*Requirement*
Among the records below, the line containing "of the concrete" marks the start. Output it and all lines after it exactly.

Saved entries
■ ■ ■

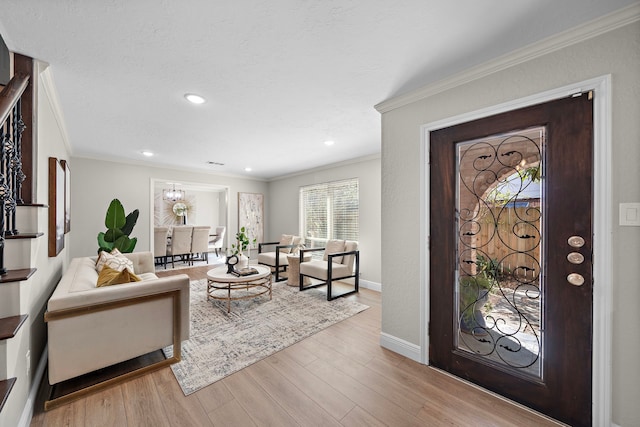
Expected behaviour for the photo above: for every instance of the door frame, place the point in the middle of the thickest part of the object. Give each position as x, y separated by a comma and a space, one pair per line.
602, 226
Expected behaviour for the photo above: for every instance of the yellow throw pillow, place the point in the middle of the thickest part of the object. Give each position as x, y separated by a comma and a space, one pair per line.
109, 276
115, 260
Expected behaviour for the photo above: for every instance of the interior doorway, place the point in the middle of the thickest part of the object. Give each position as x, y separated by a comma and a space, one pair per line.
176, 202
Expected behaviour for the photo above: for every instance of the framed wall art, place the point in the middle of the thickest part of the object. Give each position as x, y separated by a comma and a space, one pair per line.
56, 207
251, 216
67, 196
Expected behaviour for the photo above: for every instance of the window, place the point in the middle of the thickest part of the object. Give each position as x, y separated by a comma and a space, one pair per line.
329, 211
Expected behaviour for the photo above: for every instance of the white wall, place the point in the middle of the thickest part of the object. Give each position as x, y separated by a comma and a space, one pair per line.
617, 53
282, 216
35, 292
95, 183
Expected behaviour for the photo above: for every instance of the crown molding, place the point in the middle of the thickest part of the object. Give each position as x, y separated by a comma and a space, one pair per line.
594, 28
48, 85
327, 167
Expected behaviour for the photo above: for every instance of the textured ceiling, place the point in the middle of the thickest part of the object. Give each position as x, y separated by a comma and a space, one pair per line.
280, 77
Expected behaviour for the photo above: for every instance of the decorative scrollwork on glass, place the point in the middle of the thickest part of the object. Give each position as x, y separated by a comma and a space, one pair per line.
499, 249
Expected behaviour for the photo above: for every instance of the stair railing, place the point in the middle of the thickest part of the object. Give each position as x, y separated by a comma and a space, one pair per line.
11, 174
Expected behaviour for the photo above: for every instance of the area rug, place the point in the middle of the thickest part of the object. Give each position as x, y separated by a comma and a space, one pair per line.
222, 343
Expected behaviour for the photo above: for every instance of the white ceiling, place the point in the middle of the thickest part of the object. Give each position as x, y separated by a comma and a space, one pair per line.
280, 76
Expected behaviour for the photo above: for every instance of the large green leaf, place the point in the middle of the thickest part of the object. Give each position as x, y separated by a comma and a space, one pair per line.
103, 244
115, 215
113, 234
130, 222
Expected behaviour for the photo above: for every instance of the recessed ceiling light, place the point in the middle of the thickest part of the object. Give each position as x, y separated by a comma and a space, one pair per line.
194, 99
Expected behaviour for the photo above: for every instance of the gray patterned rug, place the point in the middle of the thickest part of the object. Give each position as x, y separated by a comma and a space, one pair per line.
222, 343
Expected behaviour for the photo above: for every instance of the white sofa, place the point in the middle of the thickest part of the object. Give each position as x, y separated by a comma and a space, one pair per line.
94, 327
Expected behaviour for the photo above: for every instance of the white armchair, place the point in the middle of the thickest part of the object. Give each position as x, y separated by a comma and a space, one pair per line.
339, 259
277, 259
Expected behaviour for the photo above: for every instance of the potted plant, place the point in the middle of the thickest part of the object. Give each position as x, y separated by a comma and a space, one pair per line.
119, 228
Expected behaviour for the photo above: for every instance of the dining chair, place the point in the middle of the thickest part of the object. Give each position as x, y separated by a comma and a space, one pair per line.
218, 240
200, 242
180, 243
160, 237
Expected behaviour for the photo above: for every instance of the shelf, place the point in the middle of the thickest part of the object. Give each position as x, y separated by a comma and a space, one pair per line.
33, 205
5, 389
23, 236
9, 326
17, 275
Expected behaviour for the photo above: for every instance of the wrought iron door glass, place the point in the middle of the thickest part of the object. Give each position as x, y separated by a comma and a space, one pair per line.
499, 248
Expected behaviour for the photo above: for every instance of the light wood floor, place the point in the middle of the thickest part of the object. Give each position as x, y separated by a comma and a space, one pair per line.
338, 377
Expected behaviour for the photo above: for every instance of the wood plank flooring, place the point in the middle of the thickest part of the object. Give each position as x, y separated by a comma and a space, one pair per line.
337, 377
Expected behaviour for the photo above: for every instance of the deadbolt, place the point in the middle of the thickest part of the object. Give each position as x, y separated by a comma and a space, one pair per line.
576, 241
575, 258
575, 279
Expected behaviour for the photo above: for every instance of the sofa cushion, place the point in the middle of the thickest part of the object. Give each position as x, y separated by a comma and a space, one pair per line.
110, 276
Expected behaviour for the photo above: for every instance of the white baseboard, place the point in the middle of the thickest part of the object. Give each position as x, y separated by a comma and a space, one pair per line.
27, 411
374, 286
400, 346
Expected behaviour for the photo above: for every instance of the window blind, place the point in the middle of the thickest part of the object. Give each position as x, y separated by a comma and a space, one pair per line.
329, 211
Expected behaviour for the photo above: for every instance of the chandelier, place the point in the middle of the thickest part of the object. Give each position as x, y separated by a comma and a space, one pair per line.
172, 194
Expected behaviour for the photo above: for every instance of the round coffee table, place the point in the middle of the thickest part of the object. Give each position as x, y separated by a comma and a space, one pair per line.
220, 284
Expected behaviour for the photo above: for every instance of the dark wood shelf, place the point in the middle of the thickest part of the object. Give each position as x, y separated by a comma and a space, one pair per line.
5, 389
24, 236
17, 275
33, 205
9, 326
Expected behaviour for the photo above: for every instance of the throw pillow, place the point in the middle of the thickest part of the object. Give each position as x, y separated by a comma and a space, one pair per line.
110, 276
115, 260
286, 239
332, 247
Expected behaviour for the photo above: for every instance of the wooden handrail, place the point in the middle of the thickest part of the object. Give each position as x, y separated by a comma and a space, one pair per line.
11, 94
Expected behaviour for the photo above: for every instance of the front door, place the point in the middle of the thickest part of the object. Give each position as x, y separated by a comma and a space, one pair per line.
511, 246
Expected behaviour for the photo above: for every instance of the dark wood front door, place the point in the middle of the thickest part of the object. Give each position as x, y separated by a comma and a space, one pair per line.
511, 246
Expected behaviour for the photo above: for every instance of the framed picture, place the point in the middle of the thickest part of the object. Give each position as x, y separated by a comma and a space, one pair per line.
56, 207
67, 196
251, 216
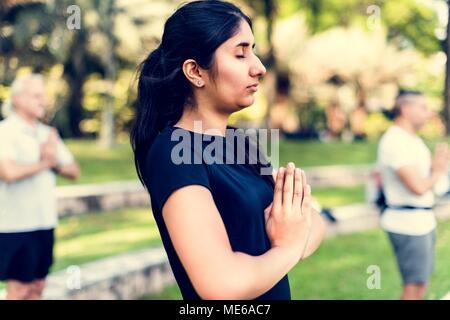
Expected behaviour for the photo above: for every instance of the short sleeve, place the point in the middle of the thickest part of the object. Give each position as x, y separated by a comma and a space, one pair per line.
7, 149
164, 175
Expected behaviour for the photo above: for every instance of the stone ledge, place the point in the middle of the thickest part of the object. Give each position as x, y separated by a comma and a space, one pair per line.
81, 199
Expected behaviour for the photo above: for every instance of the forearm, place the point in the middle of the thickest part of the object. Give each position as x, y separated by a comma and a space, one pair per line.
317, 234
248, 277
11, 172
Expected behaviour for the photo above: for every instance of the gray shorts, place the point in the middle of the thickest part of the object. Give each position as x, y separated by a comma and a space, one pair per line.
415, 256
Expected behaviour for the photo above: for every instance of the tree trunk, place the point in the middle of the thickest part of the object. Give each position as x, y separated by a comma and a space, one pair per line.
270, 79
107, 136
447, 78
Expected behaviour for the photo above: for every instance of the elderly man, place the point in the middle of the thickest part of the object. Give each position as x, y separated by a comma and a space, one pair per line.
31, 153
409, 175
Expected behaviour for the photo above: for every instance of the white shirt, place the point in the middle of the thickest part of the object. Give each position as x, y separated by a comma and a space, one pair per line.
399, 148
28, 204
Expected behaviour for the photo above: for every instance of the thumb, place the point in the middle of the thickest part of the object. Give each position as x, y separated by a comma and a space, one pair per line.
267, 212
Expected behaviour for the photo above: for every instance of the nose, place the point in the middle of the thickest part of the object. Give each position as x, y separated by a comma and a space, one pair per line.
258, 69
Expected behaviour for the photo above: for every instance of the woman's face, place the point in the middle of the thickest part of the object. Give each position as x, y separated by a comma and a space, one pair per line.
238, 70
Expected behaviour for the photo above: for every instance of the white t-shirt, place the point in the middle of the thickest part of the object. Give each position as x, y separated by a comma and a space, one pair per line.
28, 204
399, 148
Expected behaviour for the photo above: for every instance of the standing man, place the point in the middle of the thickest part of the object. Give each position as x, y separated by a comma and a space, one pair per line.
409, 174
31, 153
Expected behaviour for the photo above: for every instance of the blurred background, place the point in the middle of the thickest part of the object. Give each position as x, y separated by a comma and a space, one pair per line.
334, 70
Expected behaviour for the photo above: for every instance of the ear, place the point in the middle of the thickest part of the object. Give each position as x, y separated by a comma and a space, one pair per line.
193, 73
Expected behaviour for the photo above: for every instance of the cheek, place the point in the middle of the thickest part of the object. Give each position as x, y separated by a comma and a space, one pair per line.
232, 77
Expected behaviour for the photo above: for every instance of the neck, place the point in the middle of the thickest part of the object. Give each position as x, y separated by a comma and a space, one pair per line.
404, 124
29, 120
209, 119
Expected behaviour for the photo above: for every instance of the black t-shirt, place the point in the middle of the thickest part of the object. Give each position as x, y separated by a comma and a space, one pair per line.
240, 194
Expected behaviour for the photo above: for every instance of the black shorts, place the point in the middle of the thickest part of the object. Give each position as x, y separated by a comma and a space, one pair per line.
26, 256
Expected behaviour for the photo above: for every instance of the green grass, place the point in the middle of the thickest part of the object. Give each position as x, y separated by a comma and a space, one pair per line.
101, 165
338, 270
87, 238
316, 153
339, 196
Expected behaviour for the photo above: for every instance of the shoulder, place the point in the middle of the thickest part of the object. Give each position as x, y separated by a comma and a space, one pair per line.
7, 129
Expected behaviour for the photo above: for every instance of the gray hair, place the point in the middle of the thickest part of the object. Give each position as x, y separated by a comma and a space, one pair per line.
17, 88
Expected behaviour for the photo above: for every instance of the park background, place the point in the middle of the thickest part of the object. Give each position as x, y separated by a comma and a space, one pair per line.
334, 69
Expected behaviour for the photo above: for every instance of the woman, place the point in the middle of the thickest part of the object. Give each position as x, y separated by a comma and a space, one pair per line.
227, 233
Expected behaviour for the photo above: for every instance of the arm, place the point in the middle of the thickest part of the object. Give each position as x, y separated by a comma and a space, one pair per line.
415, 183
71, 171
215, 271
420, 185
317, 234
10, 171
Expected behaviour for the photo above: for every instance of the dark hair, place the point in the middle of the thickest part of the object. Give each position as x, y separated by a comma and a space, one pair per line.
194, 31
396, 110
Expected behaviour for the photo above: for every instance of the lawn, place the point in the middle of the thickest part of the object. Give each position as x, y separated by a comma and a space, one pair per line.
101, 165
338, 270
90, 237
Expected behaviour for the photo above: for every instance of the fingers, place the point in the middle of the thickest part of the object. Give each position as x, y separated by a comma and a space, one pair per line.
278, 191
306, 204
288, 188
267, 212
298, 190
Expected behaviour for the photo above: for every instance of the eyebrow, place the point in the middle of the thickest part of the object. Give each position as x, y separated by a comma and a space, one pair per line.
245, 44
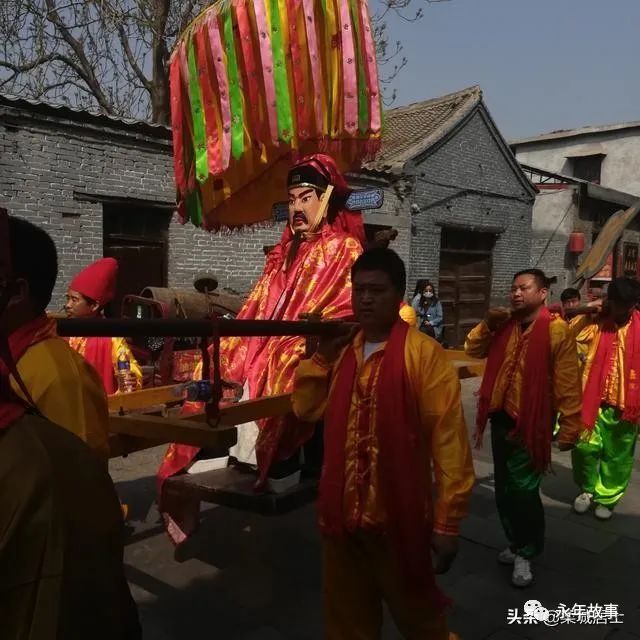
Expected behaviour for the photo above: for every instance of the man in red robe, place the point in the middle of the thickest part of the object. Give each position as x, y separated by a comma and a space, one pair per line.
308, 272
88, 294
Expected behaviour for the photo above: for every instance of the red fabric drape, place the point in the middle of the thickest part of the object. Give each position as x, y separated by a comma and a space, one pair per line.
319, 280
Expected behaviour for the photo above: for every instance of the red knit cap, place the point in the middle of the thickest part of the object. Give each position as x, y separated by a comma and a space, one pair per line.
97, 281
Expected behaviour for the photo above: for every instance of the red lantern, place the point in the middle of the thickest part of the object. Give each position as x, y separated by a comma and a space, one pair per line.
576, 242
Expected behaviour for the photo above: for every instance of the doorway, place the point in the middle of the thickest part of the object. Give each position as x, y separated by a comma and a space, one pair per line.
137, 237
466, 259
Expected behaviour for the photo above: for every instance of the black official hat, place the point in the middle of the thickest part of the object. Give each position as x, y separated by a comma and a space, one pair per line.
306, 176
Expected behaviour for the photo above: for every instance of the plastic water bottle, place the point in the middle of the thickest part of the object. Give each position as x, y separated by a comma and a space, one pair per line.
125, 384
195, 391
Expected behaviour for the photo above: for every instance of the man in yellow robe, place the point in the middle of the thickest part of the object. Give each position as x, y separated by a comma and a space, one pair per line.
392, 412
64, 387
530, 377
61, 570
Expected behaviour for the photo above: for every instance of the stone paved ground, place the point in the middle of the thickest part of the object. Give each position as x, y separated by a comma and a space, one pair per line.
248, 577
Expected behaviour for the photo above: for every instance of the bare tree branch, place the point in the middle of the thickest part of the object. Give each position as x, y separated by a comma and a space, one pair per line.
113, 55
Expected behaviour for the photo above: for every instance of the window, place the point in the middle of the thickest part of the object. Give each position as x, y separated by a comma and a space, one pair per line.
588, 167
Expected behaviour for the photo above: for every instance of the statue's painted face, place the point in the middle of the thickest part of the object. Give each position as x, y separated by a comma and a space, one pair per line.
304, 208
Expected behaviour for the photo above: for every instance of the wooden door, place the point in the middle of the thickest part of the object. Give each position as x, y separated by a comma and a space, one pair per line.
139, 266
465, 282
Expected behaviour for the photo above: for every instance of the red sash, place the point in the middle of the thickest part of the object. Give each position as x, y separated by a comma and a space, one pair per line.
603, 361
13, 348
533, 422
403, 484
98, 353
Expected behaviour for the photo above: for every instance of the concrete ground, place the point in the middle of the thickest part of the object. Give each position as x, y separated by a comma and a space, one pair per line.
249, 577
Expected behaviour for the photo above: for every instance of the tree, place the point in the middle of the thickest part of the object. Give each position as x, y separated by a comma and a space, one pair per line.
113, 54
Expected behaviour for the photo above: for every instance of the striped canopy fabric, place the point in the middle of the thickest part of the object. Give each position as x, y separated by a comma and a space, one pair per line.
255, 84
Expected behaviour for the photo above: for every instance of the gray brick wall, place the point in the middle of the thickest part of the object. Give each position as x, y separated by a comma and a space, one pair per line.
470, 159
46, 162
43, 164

■ ■ ■

*Solution to this exercise*
Expected behaviour for the photo above: for every instance of the concrete ground, place the point in the middle of the thickest part of the object. Give each position as x, y separated by a comma and a space, one pair per line.
249, 577
Expected behaviour for the photo above: for every instance of the tree, place the point in the middle of the thickest part of the object. Give each position as x, y separated by a comma and a space, one pair per line.
113, 54
Expected behaviour for the photo above: for every instance of the striped canopy fabric, place the point in the middle of the thickest part of the object. Give each position as x, y separated by a comma and a space, one pair per line.
255, 84
Expected behaviour for the photo above: for every instance of the gray brick wall, place the point in the middle of the thickest part of the object. Give each position as x, y separated by a comma and a space, one pair per line.
470, 159
46, 162
43, 164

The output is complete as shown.